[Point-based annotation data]
━━━━━━━━━━━━━━━━━━━━━━━━━━━━━━
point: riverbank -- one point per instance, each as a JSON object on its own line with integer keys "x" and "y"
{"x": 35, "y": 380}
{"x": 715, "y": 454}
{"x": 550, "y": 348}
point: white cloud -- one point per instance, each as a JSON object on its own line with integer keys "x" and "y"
━━━━━━━━━━━━━━━━━━━━━━━━━━━━━━
_TASK GOAL_. Convert the lines above into a JSON list of strings with one string per line, omitting any blank lines.

_ANSWER TO THIS TASK_.
[
  "point: riverbank -- one point per instance, each as a JSON object on its own line with integer keys \"x\" and \"y\"",
  "{\"x\": 35, \"y\": 380}",
  "{\"x\": 715, \"y\": 454}",
  "{\"x\": 550, \"y\": 348}",
  "point: white cloud -- one point per instance, each as a JSON object on its own line with integer keys \"x\" and \"y\""
]